Start of Record set

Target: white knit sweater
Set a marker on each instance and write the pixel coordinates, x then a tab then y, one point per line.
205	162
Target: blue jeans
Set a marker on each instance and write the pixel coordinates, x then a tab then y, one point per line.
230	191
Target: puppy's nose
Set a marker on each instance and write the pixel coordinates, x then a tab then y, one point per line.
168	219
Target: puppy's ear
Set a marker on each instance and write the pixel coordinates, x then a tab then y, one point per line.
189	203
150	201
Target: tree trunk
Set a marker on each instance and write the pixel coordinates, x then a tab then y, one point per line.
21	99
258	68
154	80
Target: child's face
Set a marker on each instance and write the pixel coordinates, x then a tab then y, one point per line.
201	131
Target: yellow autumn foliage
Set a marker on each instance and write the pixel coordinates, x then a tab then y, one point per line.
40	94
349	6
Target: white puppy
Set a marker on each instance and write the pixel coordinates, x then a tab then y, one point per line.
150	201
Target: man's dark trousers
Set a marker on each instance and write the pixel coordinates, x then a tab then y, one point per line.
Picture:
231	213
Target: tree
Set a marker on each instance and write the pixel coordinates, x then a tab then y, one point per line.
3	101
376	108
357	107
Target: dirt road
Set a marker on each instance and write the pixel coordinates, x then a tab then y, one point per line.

End of Record set

The task requires each record above to be restated exactly.

▶ _Solution_:
Target: white knit sweater
Set a marker on each instance and write the pixel coordinates, x then a tab then y, one point per line.
205	162
Target: blue jeans
Set a marker on each instance and write the pixel coordinates, x then a tab then y, one point per line.
230	191
Target: puppy's nose
Set a marker on each instance and write the pixel coordinates, x then a tab then y, one point per line.
168	219
Target: puppy's ear
Set a marker on each instance and write the pixel coordinates, x then a tab then y, one point per line.
189	203
150	201
Target: tree trunk
Set a marker on each instance and write the pixel coordinates, x then a tab then y, one point per line.
21	99
258	68
154	80
Target: child's face
Set a marker on each instance and write the pixel coordinates, x then a tab then y, one point per line.
201	131
Target: yellow autumn foliage
Set a marker on each instance and write the pixel coordinates, x then a tab then y, one point per line.
40	94
349	6
Target: white puppy
Set a marker on each instance and write the pixel coordinates, x then a tab then y, one point per line.
150	201
Target: man's dark trousers
Set a marker on each instance and write the pixel coordinates, x then a tab then y, one point per line.
Picture:
231	213
Target: tree
Set a marker on each instance and write the pixel coordinates, x then a tab then y, one point per line.
3	101
376	108
357	107
Target: dirt road
Set a marker on each instance and write the pixel coordinates, x then a tab then y, one point per line.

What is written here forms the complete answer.